**WHAT YOU WILL DO**
Rewrite the lines below, from the line that contains "Place a point on every instance of the asphalt parking" through the line that contains "x=335 y=215", both included, keeping the requests and adding 104 to every x and y coordinate in the answers.
— Start LISTED RECORDS —
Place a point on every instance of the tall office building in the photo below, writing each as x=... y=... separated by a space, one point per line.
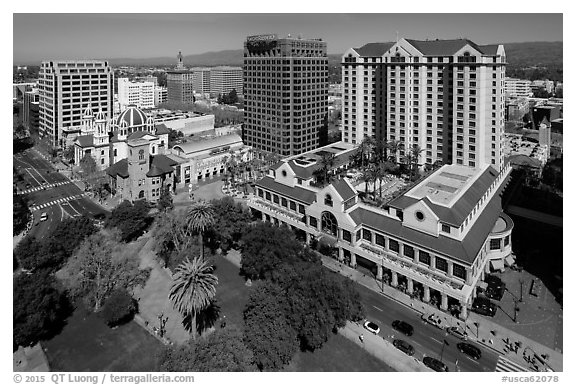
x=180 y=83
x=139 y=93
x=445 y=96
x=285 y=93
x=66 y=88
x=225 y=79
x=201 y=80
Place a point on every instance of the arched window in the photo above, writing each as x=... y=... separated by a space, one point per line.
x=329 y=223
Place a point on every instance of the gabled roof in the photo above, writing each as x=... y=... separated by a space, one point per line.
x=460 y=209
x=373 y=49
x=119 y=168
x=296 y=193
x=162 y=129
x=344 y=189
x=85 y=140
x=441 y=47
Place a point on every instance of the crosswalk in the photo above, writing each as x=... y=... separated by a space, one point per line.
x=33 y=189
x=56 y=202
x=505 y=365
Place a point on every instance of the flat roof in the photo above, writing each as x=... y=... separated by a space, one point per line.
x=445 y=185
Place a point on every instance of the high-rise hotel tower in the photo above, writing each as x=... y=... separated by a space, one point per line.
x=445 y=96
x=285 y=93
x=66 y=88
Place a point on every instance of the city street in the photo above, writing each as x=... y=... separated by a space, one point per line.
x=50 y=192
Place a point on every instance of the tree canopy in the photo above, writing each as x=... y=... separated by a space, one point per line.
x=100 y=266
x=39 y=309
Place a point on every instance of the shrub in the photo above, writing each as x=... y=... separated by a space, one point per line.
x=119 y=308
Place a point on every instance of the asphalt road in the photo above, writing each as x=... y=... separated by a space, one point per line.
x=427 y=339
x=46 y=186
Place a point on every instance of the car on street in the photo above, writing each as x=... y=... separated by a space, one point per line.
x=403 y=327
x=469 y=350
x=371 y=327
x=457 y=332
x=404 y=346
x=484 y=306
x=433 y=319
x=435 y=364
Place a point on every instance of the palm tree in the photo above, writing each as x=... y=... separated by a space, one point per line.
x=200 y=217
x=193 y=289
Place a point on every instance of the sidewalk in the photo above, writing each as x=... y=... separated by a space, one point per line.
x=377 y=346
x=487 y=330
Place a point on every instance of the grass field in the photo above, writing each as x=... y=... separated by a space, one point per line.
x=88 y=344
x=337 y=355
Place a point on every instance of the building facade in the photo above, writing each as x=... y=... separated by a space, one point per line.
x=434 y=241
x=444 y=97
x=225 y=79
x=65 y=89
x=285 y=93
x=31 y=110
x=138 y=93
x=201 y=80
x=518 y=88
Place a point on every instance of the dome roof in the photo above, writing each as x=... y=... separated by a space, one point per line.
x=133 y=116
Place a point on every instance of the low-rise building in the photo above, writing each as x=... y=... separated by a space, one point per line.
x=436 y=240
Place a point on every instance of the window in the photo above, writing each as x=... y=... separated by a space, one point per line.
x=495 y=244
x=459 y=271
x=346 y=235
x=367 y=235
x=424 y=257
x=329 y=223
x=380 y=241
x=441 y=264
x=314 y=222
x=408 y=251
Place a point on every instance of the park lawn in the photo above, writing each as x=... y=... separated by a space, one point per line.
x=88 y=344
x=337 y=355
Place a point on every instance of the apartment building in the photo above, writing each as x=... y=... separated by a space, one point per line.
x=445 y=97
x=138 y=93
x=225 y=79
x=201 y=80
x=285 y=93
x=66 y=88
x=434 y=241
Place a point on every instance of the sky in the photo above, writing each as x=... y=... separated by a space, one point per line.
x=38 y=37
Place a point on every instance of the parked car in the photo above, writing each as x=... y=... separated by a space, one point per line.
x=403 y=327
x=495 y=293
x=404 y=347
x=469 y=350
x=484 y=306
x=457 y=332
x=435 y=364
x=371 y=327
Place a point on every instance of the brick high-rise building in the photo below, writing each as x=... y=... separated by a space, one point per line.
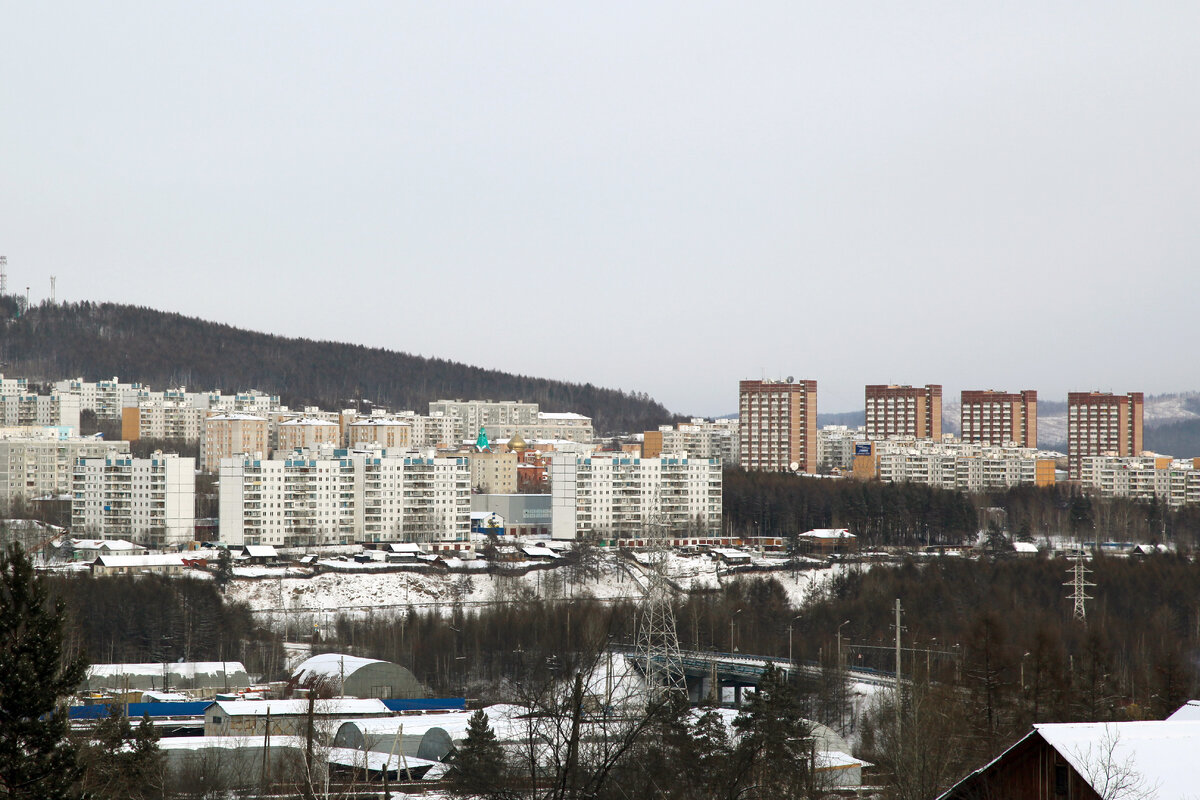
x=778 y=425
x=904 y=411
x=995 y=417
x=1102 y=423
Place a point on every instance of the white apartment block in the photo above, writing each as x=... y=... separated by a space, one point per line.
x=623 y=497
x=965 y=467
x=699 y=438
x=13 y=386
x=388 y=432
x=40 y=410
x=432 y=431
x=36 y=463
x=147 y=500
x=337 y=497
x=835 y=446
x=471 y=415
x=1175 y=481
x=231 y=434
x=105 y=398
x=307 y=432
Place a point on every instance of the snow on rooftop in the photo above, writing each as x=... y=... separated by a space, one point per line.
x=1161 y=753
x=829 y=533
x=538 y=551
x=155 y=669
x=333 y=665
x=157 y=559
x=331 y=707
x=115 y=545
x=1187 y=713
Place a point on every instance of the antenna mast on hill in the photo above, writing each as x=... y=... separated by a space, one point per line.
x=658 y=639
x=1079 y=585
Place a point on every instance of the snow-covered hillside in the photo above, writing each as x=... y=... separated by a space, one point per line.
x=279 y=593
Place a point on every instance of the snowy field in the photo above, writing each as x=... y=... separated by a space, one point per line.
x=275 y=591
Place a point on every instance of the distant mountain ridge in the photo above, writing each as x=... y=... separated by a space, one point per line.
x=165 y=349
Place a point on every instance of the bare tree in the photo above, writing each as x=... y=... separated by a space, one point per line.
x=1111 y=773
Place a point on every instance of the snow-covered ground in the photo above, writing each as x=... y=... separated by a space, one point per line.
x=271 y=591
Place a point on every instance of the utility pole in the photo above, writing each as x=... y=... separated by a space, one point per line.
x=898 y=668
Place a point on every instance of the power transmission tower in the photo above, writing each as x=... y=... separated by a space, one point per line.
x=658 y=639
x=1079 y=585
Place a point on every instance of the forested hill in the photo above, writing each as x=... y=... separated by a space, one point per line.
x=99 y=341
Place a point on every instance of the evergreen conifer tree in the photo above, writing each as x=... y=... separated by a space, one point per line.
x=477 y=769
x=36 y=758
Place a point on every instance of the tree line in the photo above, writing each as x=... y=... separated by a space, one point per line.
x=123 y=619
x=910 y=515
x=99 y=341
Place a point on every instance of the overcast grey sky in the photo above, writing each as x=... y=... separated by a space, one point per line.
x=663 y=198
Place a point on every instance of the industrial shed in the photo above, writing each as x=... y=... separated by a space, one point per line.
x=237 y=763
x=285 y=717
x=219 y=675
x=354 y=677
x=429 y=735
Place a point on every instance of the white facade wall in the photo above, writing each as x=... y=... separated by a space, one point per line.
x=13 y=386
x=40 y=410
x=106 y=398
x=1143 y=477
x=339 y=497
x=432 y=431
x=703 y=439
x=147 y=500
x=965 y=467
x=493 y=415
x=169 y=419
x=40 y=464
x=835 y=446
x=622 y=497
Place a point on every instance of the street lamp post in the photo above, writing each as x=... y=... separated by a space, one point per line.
— End LISTED RECORDS —
— Start LISTED RECORDS —
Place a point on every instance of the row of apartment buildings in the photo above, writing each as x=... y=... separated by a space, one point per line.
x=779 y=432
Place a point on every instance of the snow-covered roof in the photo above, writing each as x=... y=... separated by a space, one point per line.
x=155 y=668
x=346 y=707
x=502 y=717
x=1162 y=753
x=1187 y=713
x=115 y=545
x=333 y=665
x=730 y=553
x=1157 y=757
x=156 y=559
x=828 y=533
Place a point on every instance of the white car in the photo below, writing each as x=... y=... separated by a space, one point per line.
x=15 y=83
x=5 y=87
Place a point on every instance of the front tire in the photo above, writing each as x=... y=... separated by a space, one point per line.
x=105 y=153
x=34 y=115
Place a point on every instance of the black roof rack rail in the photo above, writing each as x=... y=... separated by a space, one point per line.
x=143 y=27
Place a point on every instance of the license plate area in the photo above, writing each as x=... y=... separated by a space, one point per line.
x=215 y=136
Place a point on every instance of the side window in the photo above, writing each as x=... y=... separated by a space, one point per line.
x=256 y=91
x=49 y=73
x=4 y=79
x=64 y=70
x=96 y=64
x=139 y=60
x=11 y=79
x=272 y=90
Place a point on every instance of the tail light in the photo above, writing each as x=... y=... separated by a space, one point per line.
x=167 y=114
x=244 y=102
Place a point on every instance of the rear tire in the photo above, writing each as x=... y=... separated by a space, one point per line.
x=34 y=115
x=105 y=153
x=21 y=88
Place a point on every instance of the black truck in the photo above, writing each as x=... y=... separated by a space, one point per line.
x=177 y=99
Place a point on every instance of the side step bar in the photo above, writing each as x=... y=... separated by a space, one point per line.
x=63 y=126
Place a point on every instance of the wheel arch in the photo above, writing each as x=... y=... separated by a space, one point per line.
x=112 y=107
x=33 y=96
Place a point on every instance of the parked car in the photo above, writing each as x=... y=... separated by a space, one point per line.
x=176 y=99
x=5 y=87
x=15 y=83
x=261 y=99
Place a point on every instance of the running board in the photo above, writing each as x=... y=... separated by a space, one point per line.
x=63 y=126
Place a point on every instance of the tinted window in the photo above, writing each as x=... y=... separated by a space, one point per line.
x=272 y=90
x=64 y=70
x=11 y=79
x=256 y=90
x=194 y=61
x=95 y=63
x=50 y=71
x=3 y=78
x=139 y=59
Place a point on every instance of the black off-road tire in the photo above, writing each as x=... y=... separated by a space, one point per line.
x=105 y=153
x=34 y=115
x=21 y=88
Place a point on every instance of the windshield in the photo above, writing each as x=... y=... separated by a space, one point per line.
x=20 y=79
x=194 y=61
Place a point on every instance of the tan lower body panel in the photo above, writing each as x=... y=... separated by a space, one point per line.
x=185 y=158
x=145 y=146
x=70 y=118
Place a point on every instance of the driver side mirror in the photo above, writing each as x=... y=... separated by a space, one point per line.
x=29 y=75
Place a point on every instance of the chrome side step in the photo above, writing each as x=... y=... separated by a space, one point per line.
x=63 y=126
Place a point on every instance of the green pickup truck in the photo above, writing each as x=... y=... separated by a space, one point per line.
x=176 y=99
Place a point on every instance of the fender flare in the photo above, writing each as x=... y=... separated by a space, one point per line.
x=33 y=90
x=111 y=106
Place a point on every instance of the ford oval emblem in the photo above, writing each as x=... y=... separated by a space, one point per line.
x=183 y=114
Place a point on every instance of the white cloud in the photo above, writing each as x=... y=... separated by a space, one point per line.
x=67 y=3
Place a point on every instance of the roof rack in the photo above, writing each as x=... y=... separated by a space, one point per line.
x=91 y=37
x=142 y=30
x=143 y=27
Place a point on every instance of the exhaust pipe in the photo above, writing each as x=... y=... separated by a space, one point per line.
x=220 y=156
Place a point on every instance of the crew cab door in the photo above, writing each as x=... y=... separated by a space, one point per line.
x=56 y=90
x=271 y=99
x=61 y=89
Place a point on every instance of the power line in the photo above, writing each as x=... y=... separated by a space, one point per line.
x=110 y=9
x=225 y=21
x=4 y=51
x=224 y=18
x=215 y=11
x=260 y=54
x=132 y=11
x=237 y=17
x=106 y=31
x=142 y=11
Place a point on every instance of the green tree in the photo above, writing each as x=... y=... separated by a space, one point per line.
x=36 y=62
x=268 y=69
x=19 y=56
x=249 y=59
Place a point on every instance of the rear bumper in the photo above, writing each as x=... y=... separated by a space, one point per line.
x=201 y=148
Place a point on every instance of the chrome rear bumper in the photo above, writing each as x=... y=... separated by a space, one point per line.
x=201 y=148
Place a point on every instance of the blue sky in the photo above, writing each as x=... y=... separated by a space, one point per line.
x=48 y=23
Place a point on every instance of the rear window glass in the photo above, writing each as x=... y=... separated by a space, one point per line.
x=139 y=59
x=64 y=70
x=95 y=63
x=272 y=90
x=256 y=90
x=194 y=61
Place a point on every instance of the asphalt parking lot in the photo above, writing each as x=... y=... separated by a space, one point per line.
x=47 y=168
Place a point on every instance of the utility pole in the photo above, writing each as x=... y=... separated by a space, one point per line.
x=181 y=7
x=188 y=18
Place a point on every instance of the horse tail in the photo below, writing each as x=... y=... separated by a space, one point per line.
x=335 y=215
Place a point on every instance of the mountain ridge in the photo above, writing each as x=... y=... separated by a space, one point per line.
— End LISTED RECORDS —
**RESULT OF THE EXERCISE**
Place a point on every instance of the asphalt parking lot in the photo above, writing each as x=... y=... separated by a space, one point per line.
x=151 y=272
Place a point on every instance of the utility pole in the photo above, writing each as x=... y=... separated by a space, one point per line.
x=285 y=111
x=292 y=122
Place a point on every instance of the horse tail in the photo below, writing each as x=... y=... separated by a space, one point per line.
x=439 y=319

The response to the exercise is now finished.